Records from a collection
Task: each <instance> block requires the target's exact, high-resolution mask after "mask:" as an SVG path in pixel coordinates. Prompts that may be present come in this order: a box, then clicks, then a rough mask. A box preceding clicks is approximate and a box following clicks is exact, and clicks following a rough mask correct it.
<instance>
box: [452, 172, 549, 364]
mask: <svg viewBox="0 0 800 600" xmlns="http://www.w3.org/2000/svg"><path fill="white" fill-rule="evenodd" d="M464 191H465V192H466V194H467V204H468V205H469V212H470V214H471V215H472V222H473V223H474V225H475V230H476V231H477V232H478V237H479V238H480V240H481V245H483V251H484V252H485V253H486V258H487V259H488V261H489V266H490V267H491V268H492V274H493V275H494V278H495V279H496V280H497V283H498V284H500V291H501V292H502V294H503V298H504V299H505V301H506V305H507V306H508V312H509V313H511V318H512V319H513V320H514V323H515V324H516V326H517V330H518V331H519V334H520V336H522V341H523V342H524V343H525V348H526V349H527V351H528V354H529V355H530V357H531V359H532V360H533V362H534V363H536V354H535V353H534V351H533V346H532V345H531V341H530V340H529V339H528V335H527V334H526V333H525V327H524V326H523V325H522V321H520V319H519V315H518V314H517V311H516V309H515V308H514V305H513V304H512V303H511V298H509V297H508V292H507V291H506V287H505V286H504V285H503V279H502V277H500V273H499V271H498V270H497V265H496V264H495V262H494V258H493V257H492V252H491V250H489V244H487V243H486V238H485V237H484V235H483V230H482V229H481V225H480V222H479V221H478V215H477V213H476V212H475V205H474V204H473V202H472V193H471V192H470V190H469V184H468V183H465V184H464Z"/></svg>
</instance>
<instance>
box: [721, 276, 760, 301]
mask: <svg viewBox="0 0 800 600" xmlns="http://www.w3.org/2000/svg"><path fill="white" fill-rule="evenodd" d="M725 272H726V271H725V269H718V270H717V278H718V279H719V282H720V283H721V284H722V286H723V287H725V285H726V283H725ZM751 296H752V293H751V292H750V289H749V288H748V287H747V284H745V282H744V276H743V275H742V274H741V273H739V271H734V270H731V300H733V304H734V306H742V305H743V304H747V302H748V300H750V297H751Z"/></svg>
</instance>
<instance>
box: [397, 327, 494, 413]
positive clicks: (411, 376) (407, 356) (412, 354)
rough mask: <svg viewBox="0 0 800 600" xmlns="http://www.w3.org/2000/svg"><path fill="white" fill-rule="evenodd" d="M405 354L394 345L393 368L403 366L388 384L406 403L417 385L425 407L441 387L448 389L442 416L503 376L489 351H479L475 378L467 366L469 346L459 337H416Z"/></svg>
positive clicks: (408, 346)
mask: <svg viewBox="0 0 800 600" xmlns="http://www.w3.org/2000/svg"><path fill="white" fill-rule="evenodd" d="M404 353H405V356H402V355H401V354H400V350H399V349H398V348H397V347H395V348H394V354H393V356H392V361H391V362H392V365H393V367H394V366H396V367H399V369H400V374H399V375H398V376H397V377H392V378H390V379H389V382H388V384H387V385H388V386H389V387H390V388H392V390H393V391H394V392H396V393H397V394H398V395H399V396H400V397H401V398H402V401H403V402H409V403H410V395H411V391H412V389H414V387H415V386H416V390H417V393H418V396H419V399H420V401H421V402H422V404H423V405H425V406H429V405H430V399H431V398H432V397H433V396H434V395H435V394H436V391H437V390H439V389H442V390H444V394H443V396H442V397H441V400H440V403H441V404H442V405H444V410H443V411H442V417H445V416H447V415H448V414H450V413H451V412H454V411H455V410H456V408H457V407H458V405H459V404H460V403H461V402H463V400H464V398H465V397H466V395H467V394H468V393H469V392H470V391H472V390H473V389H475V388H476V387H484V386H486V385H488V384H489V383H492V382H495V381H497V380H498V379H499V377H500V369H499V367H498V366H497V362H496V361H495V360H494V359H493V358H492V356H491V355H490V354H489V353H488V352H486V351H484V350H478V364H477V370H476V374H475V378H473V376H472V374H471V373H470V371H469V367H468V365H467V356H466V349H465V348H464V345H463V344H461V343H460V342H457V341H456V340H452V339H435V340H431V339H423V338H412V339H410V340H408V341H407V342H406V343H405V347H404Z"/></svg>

YOUR ASSIGNMENT:
Starting at the top of the listing and ending with the line that contains "box: [452, 172, 549, 364]", copy those lines, substituting "coarse mask" for each "rough mask" and leaving everything else untouched.

SOLUTION:
Task: each <instance> block requires the target's exact, high-resolution mask after "mask:" as an SVG path in pixel coordinates. Prompts that may be present come in this order: a box, then clicks, then a coarse mask. A box preceding clicks is approximate and a box following clicks is exact, and clicks following a coarse mask correct it.
<instance>
box: [452, 172, 549, 364]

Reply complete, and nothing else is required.